Segment Start: Page extract

There are certain HR and employment law principles that are so widely embraced they’ve become almost clichéd. You’ve likely heard that happy employees are usually also highly engaged and productive, while employees are more likely to leave bad managers than the organizations that employ them. In other words: Create and nurture a positive workplace environment and you’re more likely to have a successful employee culture. 

A recent Deloitte Canada survey has sought to put the business case behind those truisms, while lending credence to the growing movement to support employee mental health and wellness.

Its much-reported survey (link to: of large Canadian companies found organizations that maintained employee mental health programs for at least one year gleaned a median return on investment of $1.62 for every dollar spent. The longer the program’s duration, the greater the return, with an ROI of $2.18 per dollar spent for programs in place for three years or more. 

As the report noted, “Wellness programs are more likely to achieve positive ROI when they support employees along the entire spectrum of mental health—from promotion of well-being to intervention and care.” 

But the report offered another piece of advice that entrepreneurs would be wise to heed, and that’s the value of leadership training. Indeed, under- (or un-) trained managers tend to be a source of ongoing HR headaches for business owners and operators—not to mention stress for employees. That’s because many managers are promoted into positions for which they lack the necessary expertise and experience. This often results in poor management and ineffective strategic decisions that can quickly spark employee disengagement, exacerbate employee turnover and produce glaring employment law oversights.

Specifically, leaders need adequate training to effectively respond to employee needs related to wellness. Think burnout, stress or acute medical issues, as just three examples. That includes encouraging empathy—communicating that the organization stands behind its employees and is willing to do what it can to help them through hard times goes a long way towards driving engagement and building loyalty across a workforce—but also a fulsome understanding of company wellness and employee-support policies.

Segment End: Page extract
Segment Start: Dataset

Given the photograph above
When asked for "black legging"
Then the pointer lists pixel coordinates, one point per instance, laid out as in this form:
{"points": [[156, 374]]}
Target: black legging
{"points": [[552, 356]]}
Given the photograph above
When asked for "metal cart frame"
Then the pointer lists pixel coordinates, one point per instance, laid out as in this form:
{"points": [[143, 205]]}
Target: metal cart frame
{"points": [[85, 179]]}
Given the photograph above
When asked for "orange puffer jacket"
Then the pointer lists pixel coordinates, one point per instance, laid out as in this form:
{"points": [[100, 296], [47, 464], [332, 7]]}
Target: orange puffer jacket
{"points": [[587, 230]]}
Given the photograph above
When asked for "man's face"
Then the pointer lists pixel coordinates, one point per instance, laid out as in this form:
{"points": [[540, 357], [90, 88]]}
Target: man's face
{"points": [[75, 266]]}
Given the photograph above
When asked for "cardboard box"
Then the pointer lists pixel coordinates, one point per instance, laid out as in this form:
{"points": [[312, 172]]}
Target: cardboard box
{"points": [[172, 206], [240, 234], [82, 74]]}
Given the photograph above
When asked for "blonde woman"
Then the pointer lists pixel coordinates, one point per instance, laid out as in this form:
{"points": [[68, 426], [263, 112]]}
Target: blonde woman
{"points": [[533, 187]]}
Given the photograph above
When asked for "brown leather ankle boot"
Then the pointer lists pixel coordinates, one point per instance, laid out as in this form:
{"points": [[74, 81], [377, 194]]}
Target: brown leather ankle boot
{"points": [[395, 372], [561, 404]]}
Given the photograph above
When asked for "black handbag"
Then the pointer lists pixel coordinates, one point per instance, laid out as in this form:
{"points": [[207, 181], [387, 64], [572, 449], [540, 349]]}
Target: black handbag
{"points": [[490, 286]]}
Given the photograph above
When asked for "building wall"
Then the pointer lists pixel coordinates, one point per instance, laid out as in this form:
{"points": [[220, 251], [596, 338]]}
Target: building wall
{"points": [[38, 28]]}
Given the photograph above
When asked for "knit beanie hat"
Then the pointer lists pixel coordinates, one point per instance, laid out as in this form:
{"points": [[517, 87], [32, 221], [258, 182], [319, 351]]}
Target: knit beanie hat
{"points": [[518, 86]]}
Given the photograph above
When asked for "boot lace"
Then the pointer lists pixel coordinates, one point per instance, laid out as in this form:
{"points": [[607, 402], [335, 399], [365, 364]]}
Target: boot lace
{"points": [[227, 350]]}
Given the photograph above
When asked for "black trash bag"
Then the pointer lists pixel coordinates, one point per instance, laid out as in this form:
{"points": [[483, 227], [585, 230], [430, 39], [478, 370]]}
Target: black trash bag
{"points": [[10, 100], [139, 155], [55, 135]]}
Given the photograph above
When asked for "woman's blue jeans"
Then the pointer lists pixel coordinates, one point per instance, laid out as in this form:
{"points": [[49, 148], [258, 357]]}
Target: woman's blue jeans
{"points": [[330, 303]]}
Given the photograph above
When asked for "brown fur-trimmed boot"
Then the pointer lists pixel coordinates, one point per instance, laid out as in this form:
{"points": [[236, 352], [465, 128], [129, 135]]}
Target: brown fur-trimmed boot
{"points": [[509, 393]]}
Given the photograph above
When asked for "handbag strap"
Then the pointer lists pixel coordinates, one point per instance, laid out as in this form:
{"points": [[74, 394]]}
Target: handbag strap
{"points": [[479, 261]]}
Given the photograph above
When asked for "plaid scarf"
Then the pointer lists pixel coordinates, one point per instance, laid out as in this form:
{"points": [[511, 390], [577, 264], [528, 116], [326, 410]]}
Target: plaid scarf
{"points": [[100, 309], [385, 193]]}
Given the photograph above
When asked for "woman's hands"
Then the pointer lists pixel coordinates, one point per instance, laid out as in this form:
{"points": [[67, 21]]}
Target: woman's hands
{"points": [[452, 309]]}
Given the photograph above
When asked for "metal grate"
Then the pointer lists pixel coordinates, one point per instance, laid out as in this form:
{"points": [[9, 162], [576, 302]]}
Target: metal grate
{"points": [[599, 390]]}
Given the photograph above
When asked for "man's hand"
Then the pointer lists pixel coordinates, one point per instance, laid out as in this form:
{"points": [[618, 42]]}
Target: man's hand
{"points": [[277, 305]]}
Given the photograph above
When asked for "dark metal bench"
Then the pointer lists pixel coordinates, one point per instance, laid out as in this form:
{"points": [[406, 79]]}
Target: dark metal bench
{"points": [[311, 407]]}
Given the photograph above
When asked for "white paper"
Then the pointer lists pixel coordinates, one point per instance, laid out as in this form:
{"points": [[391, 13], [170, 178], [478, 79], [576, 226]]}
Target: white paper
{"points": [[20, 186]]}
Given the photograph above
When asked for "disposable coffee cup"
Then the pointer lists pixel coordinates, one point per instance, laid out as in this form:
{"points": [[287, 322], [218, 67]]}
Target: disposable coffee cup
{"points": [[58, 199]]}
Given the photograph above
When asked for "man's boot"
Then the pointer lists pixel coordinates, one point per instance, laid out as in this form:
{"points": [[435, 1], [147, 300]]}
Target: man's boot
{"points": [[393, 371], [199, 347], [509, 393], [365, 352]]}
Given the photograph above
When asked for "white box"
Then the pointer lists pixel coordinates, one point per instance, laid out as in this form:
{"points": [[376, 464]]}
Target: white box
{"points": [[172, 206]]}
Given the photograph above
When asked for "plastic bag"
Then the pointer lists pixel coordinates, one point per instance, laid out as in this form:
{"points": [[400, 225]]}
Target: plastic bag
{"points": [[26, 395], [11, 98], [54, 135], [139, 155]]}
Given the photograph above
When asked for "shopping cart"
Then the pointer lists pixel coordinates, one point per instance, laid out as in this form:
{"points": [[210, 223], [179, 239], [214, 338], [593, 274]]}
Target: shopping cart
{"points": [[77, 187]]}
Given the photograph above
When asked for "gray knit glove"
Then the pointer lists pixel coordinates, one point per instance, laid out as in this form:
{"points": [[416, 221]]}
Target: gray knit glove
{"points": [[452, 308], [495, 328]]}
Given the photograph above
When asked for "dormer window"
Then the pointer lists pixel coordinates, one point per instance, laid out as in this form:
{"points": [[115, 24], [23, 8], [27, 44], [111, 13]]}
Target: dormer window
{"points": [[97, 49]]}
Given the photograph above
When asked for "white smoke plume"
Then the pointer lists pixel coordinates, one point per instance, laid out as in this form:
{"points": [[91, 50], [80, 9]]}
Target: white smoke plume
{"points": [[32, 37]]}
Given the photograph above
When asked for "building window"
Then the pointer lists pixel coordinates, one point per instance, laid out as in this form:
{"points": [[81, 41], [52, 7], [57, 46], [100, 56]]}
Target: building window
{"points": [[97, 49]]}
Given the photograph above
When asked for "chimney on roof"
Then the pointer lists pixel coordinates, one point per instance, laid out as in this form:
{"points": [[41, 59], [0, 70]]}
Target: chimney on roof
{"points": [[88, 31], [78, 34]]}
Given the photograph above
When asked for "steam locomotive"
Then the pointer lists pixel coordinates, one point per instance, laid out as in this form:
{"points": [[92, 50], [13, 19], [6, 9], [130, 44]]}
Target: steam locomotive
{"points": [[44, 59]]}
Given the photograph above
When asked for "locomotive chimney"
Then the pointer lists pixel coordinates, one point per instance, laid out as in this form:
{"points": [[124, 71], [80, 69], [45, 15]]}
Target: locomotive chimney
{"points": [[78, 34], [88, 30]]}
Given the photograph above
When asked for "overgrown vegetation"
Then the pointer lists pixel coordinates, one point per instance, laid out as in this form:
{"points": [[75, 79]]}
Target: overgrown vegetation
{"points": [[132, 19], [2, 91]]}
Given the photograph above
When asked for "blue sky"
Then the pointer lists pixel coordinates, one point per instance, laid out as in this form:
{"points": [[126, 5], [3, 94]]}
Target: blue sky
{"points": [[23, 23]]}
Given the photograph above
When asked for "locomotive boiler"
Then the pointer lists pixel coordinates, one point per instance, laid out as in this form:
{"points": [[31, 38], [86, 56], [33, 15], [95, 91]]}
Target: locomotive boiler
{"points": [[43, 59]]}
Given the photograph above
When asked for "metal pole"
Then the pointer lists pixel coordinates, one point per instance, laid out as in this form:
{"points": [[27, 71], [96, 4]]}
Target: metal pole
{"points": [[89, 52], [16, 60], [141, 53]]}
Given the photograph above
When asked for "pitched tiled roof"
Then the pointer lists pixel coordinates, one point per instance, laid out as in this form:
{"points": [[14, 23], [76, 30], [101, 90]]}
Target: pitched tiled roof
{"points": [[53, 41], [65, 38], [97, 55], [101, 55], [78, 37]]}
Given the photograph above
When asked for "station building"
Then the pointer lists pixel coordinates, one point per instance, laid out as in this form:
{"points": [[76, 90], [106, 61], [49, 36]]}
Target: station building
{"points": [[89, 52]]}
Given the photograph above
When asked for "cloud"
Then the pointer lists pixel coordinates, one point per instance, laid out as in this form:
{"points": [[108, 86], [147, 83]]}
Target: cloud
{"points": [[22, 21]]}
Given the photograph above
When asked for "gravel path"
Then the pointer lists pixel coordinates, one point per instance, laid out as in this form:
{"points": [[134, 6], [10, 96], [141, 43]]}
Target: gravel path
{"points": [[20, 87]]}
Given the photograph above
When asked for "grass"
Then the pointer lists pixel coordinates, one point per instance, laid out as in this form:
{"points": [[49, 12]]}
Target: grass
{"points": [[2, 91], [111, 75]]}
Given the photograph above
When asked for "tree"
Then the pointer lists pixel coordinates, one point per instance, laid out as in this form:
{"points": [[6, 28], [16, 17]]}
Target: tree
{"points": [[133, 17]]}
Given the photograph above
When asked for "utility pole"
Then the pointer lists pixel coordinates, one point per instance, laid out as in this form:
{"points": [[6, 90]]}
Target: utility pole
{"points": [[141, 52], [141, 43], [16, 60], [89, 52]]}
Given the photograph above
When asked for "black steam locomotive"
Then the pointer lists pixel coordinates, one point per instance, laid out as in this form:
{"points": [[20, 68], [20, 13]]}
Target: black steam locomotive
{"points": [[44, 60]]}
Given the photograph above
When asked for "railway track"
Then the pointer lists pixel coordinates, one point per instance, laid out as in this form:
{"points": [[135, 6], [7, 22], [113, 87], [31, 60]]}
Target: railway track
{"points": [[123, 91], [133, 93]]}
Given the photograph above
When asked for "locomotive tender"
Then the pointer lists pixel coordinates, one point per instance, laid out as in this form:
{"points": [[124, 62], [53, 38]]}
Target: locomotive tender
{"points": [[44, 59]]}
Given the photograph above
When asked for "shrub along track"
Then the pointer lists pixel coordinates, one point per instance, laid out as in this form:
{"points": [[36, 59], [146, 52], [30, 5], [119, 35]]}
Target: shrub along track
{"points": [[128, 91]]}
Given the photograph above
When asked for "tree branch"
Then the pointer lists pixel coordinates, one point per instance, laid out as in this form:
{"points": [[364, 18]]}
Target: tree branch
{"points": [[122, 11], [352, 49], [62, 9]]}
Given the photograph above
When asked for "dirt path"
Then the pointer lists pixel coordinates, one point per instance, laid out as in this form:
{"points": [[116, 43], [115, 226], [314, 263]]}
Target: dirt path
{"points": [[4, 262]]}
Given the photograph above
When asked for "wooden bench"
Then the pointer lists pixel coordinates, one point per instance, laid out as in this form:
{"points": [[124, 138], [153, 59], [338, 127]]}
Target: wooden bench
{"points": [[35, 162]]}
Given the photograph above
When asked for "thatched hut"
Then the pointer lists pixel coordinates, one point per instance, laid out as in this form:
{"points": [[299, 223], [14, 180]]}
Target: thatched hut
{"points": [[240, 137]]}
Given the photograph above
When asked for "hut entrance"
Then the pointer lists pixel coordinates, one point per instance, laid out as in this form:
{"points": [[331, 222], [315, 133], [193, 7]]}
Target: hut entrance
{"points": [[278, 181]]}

Segment End: Dataset

* [Task brief]
Answer these questions from the extract on employee mental health programs:
(a) What median return did programs maintained for at least one year yield for every dollar spent?
(b) According to the report, wellness programs are more likely to achieve positive ROI when they support employees along what?
(c) What three examples of employee wellness needs does the extract name?

* [Solution]
(a) $1.62 for every dollar spent.
(b) The entire spectrum of mental health, from promotion of well-being to intervention and care.
(c) Burnout, stress and acute medical issues.